Dataset excerpts START
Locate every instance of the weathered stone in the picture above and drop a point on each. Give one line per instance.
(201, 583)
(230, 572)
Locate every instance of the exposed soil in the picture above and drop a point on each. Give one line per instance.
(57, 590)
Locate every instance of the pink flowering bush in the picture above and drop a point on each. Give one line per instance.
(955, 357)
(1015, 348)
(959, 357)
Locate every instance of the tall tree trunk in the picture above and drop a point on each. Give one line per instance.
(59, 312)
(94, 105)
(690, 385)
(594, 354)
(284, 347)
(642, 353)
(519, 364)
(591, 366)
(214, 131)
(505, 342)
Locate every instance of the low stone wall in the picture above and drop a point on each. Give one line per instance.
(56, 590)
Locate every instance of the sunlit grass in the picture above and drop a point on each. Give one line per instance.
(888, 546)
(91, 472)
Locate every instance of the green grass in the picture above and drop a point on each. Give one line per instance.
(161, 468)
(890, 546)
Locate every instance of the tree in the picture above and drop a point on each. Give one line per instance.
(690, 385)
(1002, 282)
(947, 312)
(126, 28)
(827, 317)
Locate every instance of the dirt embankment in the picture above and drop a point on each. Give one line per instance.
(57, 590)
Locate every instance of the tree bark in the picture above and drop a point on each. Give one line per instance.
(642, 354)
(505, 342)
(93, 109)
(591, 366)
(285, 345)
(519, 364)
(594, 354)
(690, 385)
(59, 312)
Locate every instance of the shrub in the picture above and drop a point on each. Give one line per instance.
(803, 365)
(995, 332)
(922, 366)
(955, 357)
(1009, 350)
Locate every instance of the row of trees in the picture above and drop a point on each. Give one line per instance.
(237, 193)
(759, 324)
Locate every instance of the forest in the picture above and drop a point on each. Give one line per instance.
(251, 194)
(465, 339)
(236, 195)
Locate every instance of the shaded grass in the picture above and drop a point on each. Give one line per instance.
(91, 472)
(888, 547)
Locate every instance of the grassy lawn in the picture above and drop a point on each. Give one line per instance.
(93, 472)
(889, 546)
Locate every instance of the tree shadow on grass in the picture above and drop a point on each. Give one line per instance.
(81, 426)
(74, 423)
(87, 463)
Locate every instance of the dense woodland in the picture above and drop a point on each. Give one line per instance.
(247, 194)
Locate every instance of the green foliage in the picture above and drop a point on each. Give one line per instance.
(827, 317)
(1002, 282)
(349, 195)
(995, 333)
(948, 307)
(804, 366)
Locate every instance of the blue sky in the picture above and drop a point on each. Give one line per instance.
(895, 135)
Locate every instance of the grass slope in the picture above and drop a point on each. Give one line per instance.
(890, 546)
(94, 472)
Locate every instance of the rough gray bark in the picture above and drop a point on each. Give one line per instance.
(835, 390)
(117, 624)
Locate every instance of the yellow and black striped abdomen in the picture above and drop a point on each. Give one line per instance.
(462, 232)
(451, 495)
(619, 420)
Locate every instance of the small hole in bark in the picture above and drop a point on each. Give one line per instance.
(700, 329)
Dataset excerpts END
Try it
Every record should be repeated exactly; please leave none out.

Answer space
Locate every instance of the weathered stone in the picture above and drop a point on each. Give one line per instance.
(201, 583)
(230, 572)
Locate every instance of the exposed soil in the picture above and drop a point on each. Give one line per instance.
(57, 590)
Locate every instance of the pink flowering bush in the picture above and drop a point on each. Give one line per instance.
(955, 357)
(1015, 348)
(959, 357)
Locate every instance of the tall tree trunk in the picture above and drop a point on each. Give one line per instance.
(59, 312)
(94, 105)
(690, 385)
(594, 354)
(284, 347)
(642, 353)
(519, 364)
(591, 366)
(214, 131)
(505, 342)
Locate every instance of the low stone wall in the picture above and drop a point on each. Give one line per instance.
(56, 590)
Locate every instance of the sunlit grass in the picture above and drop a point on each. Give one line per instance.
(888, 546)
(91, 472)
Locate every instance of the green grass in the picture above and drop a point on each. Give one line per instance.
(161, 468)
(890, 546)
Locate every instance of the tree in the picture above and drop a point on each. Give one line per instance.
(690, 385)
(1002, 282)
(947, 312)
(126, 28)
(827, 317)
Locate every instance of the dirt embankment in the picture above and drop a point on each. Give one line per instance.
(57, 590)
Locate every instance of the tree bark in the picture above and drop a point on each. Give one line per instance.
(642, 354)
(505, 342)
(93, 109)
(591, 366)
(285, 345)
(519, 364)
(594, 354)
(690, 385)
(59, 312)
Locate every instance of the shrub in the picture above and drop a point on each. Give one line per instance.
(803, 365)
(995, 332)
(922, 366)
(955, 357)
(1009, 350)
Locate every instance of the row of trees in the picture above and drop a point on each. Give one line per instance.
(237, 193)
(759, 324)
Locate every instance of the forest in the picture above and drop a point on each. Give one line per instance.
(251, 194)
(465, 339)
(236, 195)
Locate every instance of the shaded grass in the picture above and drop a point on each. Give one line per instance.
(91, 472)
(888, 547)
Locate every instance of the grassy lawn in the picture above and drop a point on each. Give one line per instance.
(93, 472)
(889, 546)
Locate every instance of the tree shadow on grass in the picture above and drop a point on each. Give one line per instance.
(81, 426)
(74, 423)
(87, 463)
Locate every instance of the dense woodland in the picture above and drop a point on each. Give one line per instance.
(247, 194)
Locate every instance of the green foliage in the picture above and drop a point on each. Give one line per instance.
(827, 317)
(1002, 282)
(349, 195)
(995, 333)
(948, 307)
(804, 366)
Locate every instance of the blue sky in the picture above and drop a point on each. Give one line per instance.
(895, 135)
Locate every instance of the grass slope in the picture above and drop a point on each. Give one line per instance.
(890, 546)
(94, 472)
Locate every instance of the rough gray bark in the picture above and drop a point on each. Give one line per instance.
(835, 390)
(117, 624)
Locate every instance of the yellow and black striped abdomen in the picture above and drop a point on each. Give one line per instance.
(462, 232)
(451, 495)
(619, 420)
Locate every instance of the small hole in bark in the picture above and drop a point on each. Give one line per instance.
(700, 329)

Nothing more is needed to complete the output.